Short task A
In the forum post about updating source with CVSup, why is the writer wary of fetching and recompiling the whole source tree?
----- Passage to read -----
I am a bit paranoid about having to CVSUp the whole source and recompiling them because I tried on a Pentium Celeron with 64 MB ram, and it tooks hours to even download the whole source. And I read comments that it will take another 3.5 hours to recompile the sources. YIKES! :)

Compiling kernels is OK to me but compiling the whole source tree.. !

My production machines are all DELL Dual Pentium 3 CPUs with 512 MB RAM. I wonder how would they fare ? How do I minimize the chances that anything would go wrong inn your experience of cvsuping sources on a prod machine?

Are they any links in your recommendation that I can refer to for this topic? Pls advice!
----- Provided data -----
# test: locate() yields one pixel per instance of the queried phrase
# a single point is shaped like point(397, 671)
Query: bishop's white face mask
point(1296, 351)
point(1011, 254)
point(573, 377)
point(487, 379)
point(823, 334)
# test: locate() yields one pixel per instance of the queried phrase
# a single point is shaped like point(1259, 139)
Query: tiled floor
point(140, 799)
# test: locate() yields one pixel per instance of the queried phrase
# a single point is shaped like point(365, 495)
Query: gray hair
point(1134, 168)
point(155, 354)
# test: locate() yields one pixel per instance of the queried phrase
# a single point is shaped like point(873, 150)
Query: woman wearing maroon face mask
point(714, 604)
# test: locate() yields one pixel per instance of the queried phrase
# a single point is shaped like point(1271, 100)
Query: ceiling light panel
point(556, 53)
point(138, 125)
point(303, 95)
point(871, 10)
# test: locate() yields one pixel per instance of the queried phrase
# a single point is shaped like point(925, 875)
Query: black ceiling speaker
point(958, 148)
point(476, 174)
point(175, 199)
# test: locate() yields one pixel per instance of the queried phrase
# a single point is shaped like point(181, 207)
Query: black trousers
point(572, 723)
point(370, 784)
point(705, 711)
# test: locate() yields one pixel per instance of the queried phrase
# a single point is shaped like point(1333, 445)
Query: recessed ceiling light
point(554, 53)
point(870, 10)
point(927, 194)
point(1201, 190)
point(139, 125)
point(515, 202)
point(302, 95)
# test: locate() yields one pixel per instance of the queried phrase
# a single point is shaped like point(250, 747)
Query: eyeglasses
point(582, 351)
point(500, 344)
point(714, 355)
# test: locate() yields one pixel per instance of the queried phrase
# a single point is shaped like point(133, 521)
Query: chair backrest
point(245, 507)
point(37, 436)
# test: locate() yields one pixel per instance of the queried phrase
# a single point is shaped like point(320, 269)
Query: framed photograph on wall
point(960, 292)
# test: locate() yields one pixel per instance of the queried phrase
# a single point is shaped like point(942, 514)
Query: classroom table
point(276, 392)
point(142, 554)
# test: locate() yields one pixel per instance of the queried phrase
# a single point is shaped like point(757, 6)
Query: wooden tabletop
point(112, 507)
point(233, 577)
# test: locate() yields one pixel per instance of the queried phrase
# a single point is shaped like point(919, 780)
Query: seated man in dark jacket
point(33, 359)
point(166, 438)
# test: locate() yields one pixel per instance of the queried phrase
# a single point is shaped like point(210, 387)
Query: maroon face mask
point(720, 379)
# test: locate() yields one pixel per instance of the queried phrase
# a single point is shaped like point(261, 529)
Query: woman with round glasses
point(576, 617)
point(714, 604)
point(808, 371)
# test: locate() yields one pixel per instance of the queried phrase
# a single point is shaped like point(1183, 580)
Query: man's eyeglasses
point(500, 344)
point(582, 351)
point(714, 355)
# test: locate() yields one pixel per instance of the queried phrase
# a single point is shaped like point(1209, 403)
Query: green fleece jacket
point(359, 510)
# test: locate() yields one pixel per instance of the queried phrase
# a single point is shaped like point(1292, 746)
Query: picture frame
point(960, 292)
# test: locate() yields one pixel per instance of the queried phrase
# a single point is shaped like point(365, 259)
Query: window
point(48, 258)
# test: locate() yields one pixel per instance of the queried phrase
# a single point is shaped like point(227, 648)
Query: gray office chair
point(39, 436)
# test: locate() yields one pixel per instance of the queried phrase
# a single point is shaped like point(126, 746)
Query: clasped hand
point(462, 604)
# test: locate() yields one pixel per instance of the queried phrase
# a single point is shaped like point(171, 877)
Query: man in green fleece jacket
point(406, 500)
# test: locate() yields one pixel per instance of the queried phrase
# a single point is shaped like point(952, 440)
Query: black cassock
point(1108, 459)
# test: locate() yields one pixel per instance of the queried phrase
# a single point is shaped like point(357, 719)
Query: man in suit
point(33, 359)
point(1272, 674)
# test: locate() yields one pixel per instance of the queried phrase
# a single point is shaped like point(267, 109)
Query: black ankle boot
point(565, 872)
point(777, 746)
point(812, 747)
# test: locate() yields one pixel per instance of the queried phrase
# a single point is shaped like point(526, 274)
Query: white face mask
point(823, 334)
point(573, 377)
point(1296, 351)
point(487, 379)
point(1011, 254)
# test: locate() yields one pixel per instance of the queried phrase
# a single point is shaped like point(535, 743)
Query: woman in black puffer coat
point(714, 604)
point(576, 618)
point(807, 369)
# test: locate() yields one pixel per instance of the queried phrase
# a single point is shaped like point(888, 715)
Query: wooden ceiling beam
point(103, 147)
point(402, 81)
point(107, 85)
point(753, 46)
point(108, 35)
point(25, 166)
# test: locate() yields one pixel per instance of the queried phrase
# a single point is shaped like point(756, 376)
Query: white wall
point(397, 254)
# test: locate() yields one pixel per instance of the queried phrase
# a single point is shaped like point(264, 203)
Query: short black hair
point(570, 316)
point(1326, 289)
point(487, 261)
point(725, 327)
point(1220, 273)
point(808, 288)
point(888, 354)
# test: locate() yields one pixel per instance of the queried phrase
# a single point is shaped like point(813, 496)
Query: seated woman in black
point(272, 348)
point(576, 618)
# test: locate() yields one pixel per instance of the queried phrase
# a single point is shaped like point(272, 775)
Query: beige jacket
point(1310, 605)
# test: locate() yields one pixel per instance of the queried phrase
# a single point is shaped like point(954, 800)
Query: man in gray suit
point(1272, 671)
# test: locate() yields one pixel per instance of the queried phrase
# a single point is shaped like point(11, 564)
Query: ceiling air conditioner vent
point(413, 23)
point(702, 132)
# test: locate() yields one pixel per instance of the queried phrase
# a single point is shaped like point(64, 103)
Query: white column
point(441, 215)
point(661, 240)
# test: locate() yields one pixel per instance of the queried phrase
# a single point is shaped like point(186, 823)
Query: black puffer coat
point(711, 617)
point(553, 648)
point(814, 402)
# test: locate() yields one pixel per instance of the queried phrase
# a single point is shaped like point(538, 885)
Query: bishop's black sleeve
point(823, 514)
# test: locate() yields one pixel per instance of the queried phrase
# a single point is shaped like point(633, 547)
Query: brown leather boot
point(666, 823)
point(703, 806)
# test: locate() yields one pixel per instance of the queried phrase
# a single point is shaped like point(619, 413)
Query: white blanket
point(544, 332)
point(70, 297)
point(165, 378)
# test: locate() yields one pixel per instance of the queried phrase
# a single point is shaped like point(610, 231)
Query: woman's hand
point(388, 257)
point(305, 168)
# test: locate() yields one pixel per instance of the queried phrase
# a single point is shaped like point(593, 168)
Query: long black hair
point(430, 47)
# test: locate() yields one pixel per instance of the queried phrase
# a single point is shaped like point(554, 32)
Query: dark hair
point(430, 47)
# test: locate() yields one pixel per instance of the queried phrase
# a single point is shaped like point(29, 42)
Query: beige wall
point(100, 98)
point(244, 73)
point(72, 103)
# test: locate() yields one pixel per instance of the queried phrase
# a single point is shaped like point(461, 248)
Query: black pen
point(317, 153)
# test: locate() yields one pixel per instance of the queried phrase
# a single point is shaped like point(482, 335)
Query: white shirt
-----
Short task B
Reproduce the listing from its first line through the line with "point(140, 799)", swapping "Query" for "Search" and leaving everything else unchanged.

Exercise output A
On a Pentium Celeron with 64 MB of RAM, downloading the whole source took the writer hours. Comments the writer read also said that recompiling the sources would take another 3.5 hours.

Exercise output B
# test: locate() yields one pixel per instance of the queried phrase
# a single point is shaped like point(397, 671)
Search: bishop's white face mask
point(1296, 351)
point(1011, 254)
point(573, 377)
point(487, 379)
point(823, 334)
# test: locate() yields one pixel per instance of the queried phrase
# a single point is shaped like point(1259, 139)
Search: tiled floor
point(140, 799)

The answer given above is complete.